- Work item
Below are some records; give them all again exactly, but not the pictures.

- Provided data
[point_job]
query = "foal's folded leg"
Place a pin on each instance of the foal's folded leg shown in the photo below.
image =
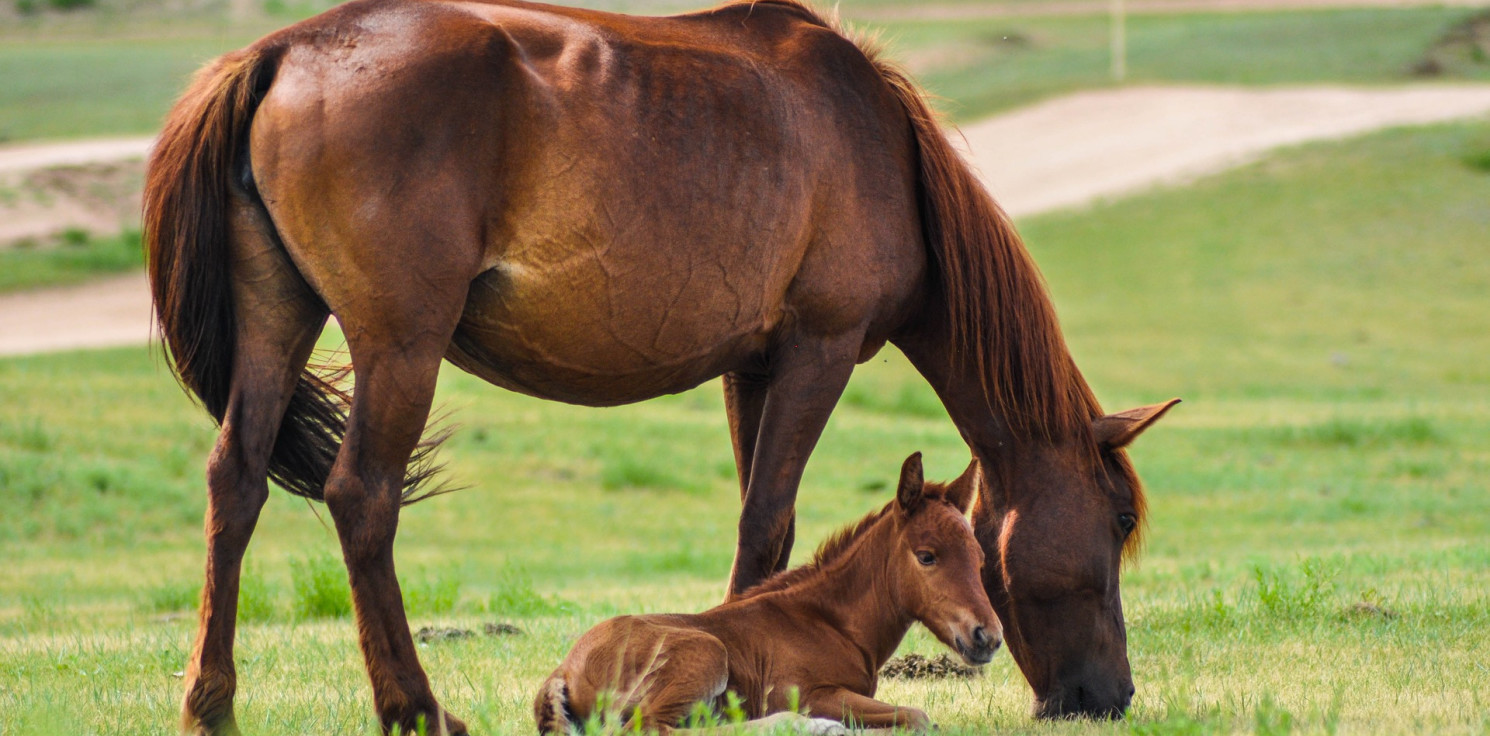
(866, 712)
(687, 668)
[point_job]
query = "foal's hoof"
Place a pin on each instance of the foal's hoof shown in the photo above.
(823, 727)
(796, 723)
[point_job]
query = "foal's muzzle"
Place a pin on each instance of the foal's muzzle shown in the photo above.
(979, 645)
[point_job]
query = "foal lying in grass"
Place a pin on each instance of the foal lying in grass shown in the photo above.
(821, 630)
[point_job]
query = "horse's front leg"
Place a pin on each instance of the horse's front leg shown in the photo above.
(392, 394)
(806, 380)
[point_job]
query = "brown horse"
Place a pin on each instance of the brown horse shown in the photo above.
(601, 209)
(821, 630)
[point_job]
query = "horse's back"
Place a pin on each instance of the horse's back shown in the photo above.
(636, 203)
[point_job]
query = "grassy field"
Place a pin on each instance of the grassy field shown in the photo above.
(97, 76)
(76, 258)
(1317, 553)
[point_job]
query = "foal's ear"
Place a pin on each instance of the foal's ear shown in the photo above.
(964, 489)
(1116, 431)
(912, 484)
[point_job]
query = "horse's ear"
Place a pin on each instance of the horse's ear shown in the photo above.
(1116, 431)
(912, 484)
(964, 489)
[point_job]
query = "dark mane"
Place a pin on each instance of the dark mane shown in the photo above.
(997, 306)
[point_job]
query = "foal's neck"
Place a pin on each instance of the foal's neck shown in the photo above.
(856, 595)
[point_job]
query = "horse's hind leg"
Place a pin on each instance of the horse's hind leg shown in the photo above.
(277, 322)
(397, 347)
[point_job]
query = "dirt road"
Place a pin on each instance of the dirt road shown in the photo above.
(1064, 152)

- Answer for this exercise
[point_job]
query = "foal's folded leg"
Place a pin on each instance of the foal's folded leg shown in the photo below.
image =
(866, 712)
(687, 668)
[point_job]
query = "foal's hoof"
Place a pin on each instance of the foal's hoof shown in the photo above.
(823, 727)
(796, 723)
[point_job]
query = "foal's muzzle"
Place a pin on each instance of the foal's muzzle shown in the photo above.
(979, 645)
[point_job]
query = "foal lying in grass"
Place a pin on each instance of the foal lying in grass shown in the photo above.
(821, 630)
[point_job]
query = "horse's front leg"
Place a pin on each instance of the horse's front leg shown in the photo above.
(392, 394)
(806, 380)
[point_job]
query = "brown horse"
Place a pin on each instance of the brown horse shown in the photo above.
(601, 209)
(821, 630)
[point_job]
query = "horse's back"
Place a pin on each instance of the horse's back shown in the photo above.
(636, 203)
[point_job]
query = "grassy field"
Place a pin on each instance of the grassy field shown in the photo above.
(97, 76)
(76, 258)
(1317, 553)
[point_job]
query = "foal's ear"
Place a pin on each instance of the foal's ear shown in the photo above.
(964, 489)
(1116, 431)
(912, 484)
[point_job]
query = "horse's ear"
Place a pin on each instance of the horse's ear shown in the photo above.
(1116, 431)
(912, 484)
(964, 489)
[point_job]
query = "dark mane"
Place a pin on each instance of the dark mane shown in the photo above.
(997, 306)
[point_job]
query = "foal's neck"
Place a pin on each instance of the foal's neck shown in the photo above.
(856, 595)
[point_job]
query = "horse's hind leg"
Place a pin on each instance of the horse's hind leg shown in the photo above.
(277, 322)
(397, 347)
[point_job]
query = "dirt road"
Place a pin on each instance of the dirt road shown in the photo above.
(1064, 152)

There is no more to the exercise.